Set task 1 => Rewrite the listing from the line containing "Target: mulch bed" down to the end of the listing, changing "concrete" to "stone" and keeping everything else the same.

- Born: 2 June 1924 Jægerspris, Denmark
- Died: 2 February 1993 (aged 68)
- Education: University of Copenhagen
- Occupation: Assyriologist
- Notable work: The People of Ancient Assyria (1963)
- Spouse: Herdis Elsie Aaberg ​ ​(m. 1949⁠–⁠1993)​

Signature

= Jørgen Læssøe =

Danish Assyriologist (1924–1993)

Jørgen Læssøe (2 June 1924 – 2 February 1993) was a Danish Assyriologist and professor at the University of Copenhagen. He directed the Danish excavations at Tell Shemshara, uncovering an Old Assyrian palace complex and a substantial cache of cuneiform texts known as the Shemshara Archives, which became his main object of study. He also worked on inscriptions from Max Mallowan's excavations at Nimrud, served as the field director of the Scandinavian Joint Expedition to Sudanese Nubia, and published a number of popular history books on Assyriology in Danish, including his magnum opus, The People of Ancient Assyria (1963).

Læssøe studied under Otto E. Ravn and succeeded him as Professor Extraordinaire of Assyriology at Copenhagen in 1957. The only Assyriologist active in Denmark at the time of his appointment, the discipline is said to have "come of age" during his thirty-year tenure: his students included Assyriologists Ebbe Egede Knudsen, Aage Westenholz, Mogens Trolle Larsen and Jesper Eidem. Læssøe also worked in the United States, first on the Chicago Assyrian Dictionary (1948–1951) and then as a visiting professor at the University of California, Berkeley (1953–1955 and 1966–1967).

Set task 2 => Carry the biography of Jørgen Læssøe on from its last sentence.

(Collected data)

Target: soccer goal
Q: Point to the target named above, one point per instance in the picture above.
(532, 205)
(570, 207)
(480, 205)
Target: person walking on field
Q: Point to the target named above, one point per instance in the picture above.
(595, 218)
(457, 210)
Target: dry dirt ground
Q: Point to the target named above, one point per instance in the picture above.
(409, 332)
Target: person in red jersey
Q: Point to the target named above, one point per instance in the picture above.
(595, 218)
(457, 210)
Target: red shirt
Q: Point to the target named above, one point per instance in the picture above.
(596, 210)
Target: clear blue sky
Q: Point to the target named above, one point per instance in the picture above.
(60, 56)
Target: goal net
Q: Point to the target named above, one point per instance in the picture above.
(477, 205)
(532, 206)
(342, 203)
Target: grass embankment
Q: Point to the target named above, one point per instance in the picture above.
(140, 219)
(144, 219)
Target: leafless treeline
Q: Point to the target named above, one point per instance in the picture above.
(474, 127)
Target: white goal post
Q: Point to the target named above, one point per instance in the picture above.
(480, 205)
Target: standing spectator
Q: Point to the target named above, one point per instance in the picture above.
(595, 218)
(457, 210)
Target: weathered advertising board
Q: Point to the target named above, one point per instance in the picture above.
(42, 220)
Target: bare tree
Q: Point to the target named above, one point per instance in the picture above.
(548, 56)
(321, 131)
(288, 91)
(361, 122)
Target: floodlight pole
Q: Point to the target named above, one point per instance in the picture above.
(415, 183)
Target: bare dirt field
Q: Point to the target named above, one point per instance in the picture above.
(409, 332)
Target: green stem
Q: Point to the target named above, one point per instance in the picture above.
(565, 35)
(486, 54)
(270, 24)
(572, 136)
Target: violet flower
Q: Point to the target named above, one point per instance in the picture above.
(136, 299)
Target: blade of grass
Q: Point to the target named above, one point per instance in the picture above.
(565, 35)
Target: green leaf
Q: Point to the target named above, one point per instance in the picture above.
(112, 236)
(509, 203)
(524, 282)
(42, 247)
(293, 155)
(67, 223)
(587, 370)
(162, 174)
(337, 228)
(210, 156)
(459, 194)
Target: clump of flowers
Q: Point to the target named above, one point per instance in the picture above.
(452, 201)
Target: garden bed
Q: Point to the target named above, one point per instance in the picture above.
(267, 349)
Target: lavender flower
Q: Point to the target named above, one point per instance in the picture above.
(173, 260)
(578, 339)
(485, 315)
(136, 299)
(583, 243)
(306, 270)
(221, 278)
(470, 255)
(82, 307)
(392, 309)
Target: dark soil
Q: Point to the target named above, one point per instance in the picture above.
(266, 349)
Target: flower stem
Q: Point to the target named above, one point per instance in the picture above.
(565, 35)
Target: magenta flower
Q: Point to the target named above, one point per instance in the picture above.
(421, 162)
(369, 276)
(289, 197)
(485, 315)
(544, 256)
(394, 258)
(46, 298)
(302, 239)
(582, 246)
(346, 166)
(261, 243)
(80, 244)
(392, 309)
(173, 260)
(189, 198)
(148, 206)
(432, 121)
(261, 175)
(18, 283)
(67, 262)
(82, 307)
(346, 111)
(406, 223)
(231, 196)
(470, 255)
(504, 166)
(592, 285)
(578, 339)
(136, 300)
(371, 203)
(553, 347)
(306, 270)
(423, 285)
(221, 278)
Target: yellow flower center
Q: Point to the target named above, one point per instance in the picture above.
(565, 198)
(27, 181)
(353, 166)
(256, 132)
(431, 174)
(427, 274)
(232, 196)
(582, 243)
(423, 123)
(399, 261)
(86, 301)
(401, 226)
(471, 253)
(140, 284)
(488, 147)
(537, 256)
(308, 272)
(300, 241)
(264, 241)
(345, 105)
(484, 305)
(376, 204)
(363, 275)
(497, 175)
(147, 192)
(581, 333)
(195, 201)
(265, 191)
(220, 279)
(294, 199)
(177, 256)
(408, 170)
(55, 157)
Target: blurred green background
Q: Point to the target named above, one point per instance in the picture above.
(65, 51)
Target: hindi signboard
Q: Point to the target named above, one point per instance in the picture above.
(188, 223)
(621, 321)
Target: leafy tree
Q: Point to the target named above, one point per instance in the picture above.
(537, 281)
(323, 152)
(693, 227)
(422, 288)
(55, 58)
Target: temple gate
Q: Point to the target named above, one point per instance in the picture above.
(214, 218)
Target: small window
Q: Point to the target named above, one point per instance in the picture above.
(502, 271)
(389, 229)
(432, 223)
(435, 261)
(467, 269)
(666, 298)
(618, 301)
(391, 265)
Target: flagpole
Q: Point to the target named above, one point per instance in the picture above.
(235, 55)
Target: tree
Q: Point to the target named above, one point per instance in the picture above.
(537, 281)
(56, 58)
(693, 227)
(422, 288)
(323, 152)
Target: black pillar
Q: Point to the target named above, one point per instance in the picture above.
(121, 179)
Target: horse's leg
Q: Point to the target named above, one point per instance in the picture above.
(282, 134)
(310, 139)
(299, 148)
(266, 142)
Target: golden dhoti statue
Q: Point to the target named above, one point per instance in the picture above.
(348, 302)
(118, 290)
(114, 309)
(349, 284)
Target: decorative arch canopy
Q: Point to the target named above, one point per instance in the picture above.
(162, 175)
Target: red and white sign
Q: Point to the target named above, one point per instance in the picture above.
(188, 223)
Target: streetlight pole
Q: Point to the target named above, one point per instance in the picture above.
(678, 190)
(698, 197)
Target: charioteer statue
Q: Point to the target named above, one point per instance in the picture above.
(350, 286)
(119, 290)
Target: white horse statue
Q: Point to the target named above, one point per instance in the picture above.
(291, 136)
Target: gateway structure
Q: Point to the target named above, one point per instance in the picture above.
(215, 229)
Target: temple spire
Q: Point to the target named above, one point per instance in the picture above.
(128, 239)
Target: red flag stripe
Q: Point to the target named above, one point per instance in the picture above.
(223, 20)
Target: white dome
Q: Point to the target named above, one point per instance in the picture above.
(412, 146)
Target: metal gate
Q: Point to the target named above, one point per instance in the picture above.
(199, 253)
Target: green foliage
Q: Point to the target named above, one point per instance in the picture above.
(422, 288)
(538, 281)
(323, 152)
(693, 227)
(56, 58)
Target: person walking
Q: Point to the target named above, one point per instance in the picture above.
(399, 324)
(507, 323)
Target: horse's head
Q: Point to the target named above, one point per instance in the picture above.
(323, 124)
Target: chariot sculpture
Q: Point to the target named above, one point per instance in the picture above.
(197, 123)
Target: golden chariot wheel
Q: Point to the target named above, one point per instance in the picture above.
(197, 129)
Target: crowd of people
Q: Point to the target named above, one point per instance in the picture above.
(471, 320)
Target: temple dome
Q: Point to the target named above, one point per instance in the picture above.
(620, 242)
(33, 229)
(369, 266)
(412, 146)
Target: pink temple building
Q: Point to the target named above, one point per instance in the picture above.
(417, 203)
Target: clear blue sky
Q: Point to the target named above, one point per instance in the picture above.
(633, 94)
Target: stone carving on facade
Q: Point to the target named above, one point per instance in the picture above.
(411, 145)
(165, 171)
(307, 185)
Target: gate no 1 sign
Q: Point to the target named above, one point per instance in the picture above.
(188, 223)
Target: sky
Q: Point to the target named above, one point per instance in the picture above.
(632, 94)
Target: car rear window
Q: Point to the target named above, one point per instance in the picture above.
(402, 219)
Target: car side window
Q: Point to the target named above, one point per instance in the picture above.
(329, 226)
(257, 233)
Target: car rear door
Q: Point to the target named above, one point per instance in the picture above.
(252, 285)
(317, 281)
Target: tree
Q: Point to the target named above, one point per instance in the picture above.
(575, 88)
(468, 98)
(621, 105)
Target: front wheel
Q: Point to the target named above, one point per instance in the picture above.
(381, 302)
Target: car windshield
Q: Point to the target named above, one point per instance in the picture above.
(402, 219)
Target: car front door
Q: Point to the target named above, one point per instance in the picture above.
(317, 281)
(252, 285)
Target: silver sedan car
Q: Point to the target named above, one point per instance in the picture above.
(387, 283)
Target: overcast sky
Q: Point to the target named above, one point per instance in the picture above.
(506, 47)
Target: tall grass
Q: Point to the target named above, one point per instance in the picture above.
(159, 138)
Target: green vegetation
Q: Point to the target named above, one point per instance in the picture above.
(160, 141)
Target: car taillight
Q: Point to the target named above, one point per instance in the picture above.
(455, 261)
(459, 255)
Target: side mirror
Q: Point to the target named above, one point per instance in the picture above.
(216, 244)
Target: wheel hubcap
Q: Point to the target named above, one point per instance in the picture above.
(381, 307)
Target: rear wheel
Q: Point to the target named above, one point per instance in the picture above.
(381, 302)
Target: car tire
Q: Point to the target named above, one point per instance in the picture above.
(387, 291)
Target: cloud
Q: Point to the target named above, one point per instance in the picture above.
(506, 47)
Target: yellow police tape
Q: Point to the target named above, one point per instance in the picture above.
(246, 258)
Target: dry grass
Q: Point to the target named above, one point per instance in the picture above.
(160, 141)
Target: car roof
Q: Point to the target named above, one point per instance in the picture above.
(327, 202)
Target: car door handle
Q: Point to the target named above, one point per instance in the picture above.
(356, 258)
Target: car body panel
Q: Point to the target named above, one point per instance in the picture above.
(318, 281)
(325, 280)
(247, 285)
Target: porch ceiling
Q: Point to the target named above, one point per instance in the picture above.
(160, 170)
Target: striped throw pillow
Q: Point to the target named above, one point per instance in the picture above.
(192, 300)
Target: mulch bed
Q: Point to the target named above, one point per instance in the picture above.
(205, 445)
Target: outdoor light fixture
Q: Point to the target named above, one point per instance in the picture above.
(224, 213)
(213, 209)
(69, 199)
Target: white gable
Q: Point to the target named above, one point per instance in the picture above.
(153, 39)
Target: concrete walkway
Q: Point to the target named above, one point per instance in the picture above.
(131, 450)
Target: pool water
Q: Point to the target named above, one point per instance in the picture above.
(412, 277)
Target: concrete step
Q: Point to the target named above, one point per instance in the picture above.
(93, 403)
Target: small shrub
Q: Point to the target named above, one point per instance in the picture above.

Right answer 1 =>
Target: mulch bed
Q: Point to the target named above, one point per instance in the picture above.
(205, 445)
Target: outdoor light fixture
Q: Point to the target named above, one point per instance in the picture above.
(224, 213)
(213, 209)
(69, 199)
Target: white gable
Q: Point to the target named above, one point per instance in the picture above.
(153, 39)
Target: stone walkway
Q: Point to the target named above, one point per instance in the picture above.
(131, 450)
Target: pool water
Q: Point to the target named above, one point per instance in the picture above.
(412, 277)
Target: stone step
Q: Point to the target named above, one point per instance in the picture above.
(93, 403)
Target: small shrub
Q: Point to the target named above, one point per instance in the picture above.

Right answer 2 =>
The erudite Laessoe
Omitted to say so
But Texts from the Town
Were getting him down.

At the close of the day
In a fever he lay
And muttered, much vext,
Sundry fragments of Text:

'If a dog bark too oft...(?)
If a Guard spit too soft...
If a cock loudly crows...
(If I stay here – who knows?... (?) (...))

'If there’s ice in the river...
(What’s wrong with my liver?)
If an IPC Chicken!...!...(?!)'
The plot starts to thicken.

His final vexation
Was this kind of equation:
( )=(..... )(?)
E-pig-ra(PH)-ist's (JAR)-gon
Relating (?) to (S)ar-(GON)?

(A kind of Inscription
That beggars description!)
He awoke with a cry
Of: 'My typist must (DIE)!'

To preserve him from Crime
There arrived, just in time,
His four hundreth Letter!
And soon, he felt BETTER.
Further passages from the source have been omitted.